Consigne
D'après l'extrait à lire, combien de pilotes sur 10 la section un peu costaud ferait-elle mettre pied à terre ? Répondez en quelques mots, s'il vous plaît.

Extrait à lire
Si j'ai pris ce chemin, c'est uniquement pour tester les limites. Il est pentu, rocailleux et par endroits, une épaisse couche de feuilles mortes me masque les cailloux. Avec Double 4, je roule ici selle basse (je n'ai pas de tige télescopique mais je ne me prive pas de jouer avec le blocage rapide) avec de la vitesse et je m'amuse à sauter les cailloux. Cette fois-ci, j'ai juste l'objectif de réussir à passer. Avec la selle tout en haut (même 1 cm trop haut pour monter mais je n'avais pas la clé sur moi) et une forme de selle qui n'est pas exactement celle d'une selle de descente, j'ai réussi à tout passer sur le vélo, même la section un peu costaud en photo, suffisamment pentue et rocailleuse pour faire mettre pied à terre à 9 pilotes sur 10. Le vélo n'est pas amusant mais il est sûr et tolérant. La direction n'est pas aussi inclinée que sur les productions actuelles, mais la fourche rigide ne plonge pas et le déport de fourche important couplé au recul de cintre tout aussi élevé placent le pilote loin de la roue avant et la pente ne pose aucun problème.
Je me suis arrêté là parce que je n'avais pas de casque pour engager le passage suivant (à ce moment là je n'avais pas encore lu le passage du livre de Grant "le casque pousse à prendre plus de risques", c'était rigolo de le lire quelques heures après) et parce qu'il fallait que je remonte au sommet en poussant le vélo. Plus je descends, plus je pousse. J'aurais pu descendre comme ça jusqu'aux Vans mais je n'aurais pas testé la descente roulante.
Les parapentistes décollent d'ici. Pas moi, 20m plus bas la pente est trop importante même pour mon fat. Mais c'est chouette de monter jeter un oeil sur les boucles du Chassezac, sur les Vans quelque 800m plus bas, et tout au fond sur l'horizon, les Alpes enneigées. Et maintenant c'est parti pour une longue descente rapide et roulante.

Liste des données
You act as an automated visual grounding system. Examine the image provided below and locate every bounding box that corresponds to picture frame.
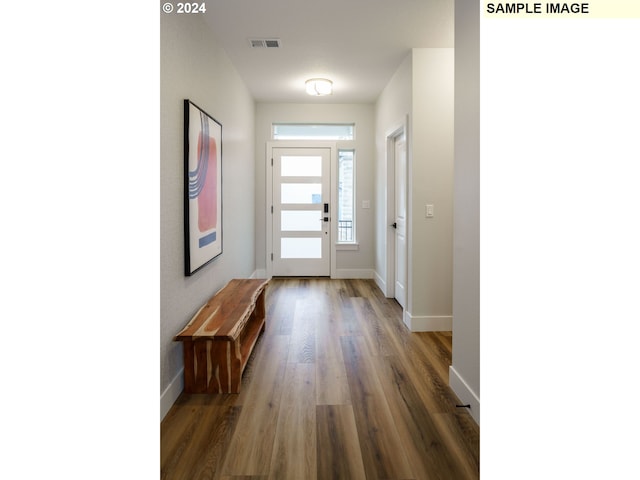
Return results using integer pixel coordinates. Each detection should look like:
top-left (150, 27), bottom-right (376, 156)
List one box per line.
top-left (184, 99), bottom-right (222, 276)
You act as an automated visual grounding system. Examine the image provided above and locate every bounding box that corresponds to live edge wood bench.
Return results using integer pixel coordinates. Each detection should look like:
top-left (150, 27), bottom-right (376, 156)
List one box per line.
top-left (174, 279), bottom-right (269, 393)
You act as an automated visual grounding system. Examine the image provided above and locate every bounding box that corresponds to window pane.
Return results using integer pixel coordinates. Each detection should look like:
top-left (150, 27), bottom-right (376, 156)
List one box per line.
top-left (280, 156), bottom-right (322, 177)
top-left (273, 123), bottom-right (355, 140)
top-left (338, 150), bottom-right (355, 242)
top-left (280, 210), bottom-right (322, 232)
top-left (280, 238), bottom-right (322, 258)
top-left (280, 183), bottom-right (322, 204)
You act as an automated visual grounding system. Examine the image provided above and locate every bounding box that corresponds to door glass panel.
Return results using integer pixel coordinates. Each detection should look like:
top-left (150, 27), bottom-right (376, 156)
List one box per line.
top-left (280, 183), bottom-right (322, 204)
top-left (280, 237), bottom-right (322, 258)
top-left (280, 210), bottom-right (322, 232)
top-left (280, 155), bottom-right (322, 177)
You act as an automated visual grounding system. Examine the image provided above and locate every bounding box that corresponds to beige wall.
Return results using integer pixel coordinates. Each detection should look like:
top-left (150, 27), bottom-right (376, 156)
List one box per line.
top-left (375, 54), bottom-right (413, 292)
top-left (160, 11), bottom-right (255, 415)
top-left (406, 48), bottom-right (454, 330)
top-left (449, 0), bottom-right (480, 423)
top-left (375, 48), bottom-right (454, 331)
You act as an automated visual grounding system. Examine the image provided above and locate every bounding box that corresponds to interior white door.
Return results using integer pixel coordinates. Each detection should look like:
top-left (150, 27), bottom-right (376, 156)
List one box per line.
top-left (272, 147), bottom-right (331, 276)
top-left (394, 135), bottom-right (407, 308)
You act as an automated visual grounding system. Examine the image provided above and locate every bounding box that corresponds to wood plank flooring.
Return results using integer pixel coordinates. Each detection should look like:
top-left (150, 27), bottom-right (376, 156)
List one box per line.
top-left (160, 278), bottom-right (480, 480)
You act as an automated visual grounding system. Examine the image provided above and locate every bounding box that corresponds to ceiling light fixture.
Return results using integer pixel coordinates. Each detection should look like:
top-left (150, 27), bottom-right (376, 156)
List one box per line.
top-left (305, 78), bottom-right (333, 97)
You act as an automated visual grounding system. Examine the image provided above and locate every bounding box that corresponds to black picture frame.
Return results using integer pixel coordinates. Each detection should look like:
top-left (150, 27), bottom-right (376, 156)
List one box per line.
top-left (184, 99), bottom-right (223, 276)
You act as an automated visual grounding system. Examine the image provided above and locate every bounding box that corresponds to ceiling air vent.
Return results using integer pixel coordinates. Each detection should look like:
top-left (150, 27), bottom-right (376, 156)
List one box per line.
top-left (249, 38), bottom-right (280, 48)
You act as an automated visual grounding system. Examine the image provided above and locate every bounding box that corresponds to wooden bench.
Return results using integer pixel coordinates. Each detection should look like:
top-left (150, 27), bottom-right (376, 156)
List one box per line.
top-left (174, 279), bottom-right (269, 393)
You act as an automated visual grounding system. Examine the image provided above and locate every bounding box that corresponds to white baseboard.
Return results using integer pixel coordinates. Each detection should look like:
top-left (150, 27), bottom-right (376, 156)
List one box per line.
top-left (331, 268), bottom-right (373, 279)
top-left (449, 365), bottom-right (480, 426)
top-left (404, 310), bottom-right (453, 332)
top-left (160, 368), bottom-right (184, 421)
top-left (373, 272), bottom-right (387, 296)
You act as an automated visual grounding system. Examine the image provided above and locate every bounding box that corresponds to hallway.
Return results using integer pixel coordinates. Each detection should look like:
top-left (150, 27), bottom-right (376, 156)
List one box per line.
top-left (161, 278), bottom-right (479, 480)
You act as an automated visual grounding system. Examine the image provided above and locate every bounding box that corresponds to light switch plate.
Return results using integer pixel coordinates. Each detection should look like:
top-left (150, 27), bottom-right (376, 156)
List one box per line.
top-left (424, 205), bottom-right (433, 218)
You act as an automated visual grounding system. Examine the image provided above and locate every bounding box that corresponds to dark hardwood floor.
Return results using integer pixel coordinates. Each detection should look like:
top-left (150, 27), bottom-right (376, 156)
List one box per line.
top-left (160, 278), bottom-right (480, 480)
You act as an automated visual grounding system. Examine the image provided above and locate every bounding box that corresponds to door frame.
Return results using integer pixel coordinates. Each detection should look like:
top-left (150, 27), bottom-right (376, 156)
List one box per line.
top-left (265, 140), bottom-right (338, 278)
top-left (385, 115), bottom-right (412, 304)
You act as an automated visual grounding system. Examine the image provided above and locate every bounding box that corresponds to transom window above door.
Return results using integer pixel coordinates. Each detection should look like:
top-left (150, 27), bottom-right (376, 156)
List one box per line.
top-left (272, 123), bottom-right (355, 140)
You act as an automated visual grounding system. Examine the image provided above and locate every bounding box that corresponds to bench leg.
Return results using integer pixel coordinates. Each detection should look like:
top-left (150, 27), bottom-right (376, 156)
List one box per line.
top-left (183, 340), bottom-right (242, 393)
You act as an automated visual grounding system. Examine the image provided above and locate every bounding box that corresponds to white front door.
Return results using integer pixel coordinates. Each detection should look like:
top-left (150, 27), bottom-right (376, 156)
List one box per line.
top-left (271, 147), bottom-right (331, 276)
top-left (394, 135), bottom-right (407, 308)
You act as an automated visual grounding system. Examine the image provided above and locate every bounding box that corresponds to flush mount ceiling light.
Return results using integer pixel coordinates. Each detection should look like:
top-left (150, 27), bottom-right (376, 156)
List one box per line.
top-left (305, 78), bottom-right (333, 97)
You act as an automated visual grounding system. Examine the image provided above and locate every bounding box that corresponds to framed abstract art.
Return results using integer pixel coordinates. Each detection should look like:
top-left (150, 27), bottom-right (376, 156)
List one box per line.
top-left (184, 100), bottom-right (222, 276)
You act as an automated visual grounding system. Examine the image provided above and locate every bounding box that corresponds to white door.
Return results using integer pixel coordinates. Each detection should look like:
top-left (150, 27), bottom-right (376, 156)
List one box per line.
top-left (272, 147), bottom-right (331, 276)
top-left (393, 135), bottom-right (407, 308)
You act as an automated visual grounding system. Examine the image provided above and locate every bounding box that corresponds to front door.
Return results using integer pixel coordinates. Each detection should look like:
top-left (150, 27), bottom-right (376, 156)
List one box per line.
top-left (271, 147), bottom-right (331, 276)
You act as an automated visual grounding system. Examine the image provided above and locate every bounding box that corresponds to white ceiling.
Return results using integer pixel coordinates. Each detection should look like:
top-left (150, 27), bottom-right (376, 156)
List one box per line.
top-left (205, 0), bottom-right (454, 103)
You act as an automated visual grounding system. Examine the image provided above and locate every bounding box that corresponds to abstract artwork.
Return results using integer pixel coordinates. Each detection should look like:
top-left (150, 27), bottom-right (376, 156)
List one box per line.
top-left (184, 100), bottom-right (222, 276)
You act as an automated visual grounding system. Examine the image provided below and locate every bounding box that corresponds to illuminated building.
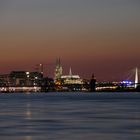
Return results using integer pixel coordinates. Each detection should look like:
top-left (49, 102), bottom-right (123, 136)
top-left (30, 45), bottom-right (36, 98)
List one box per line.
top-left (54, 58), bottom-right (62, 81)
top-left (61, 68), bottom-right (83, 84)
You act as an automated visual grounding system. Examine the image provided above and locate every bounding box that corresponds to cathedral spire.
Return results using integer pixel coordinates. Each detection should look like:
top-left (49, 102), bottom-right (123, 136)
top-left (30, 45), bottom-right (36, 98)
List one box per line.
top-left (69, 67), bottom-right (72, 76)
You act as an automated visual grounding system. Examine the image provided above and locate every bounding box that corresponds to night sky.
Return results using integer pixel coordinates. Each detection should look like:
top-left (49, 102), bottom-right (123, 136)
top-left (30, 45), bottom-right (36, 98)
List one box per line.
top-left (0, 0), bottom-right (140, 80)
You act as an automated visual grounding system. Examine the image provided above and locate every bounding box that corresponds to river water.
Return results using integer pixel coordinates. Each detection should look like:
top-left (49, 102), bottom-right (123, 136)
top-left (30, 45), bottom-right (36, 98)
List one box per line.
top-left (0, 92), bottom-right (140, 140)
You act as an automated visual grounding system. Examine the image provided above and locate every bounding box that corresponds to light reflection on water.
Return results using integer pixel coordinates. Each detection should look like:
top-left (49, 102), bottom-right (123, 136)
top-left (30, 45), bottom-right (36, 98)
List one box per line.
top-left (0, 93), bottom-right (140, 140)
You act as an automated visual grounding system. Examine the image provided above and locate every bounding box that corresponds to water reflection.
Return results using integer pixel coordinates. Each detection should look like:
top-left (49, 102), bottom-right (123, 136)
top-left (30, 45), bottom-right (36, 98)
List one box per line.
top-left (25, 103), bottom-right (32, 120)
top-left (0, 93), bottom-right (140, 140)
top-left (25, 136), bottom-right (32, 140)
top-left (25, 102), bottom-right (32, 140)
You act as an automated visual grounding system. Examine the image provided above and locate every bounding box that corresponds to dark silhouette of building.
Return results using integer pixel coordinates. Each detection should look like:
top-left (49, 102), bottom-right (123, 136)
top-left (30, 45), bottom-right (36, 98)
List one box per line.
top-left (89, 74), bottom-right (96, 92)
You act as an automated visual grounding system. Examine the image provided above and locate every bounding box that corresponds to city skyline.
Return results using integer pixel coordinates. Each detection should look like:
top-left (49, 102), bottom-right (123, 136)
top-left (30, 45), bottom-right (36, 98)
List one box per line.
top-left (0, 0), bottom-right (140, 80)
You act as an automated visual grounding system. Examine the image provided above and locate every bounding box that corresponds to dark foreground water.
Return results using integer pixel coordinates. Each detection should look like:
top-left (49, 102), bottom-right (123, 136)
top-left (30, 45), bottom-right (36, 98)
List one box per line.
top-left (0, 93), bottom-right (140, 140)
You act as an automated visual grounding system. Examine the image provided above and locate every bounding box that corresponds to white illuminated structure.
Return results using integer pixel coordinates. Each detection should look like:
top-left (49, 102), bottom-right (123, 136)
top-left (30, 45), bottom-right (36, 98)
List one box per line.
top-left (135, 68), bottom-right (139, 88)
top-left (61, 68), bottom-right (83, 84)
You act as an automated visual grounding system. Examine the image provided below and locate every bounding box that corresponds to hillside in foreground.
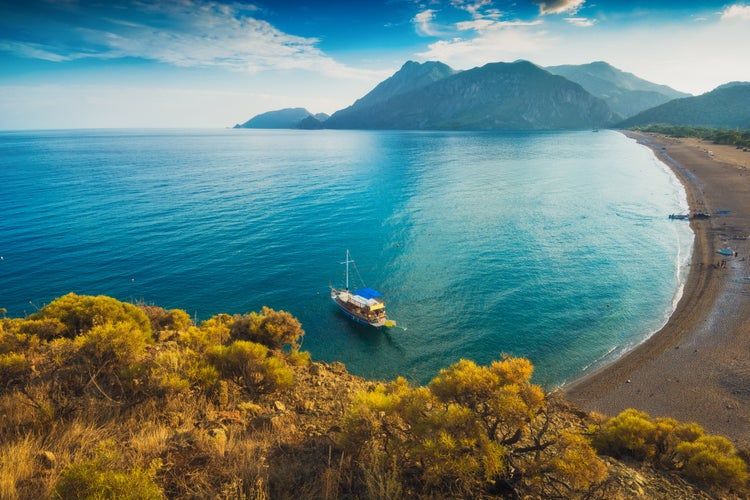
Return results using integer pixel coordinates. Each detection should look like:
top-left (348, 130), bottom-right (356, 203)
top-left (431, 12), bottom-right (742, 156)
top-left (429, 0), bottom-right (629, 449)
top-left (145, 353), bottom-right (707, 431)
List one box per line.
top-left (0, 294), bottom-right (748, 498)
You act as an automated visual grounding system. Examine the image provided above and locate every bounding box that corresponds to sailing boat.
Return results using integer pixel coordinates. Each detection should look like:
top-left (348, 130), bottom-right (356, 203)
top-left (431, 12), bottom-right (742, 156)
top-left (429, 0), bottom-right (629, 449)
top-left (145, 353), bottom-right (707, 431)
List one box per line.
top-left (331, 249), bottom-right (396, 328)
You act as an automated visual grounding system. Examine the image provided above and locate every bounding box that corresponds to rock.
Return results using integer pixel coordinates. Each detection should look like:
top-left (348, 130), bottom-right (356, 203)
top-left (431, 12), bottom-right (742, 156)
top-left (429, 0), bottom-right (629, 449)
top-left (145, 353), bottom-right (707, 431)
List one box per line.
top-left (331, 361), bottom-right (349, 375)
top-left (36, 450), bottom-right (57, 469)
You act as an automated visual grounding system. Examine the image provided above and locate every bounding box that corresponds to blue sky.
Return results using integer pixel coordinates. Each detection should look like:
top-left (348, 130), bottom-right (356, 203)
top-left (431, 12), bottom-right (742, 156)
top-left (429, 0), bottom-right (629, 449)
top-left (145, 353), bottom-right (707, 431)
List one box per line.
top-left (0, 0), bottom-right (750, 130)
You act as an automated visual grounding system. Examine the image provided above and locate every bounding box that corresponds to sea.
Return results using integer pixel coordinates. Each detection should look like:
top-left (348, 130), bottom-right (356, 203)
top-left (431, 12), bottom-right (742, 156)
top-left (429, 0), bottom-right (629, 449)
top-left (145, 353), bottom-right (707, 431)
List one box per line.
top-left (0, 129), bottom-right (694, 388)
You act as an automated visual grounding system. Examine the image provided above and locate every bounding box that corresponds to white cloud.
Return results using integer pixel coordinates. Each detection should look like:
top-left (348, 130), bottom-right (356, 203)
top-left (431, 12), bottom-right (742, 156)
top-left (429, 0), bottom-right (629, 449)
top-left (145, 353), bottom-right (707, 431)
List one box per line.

Corrigé
9 pilotes sur 10.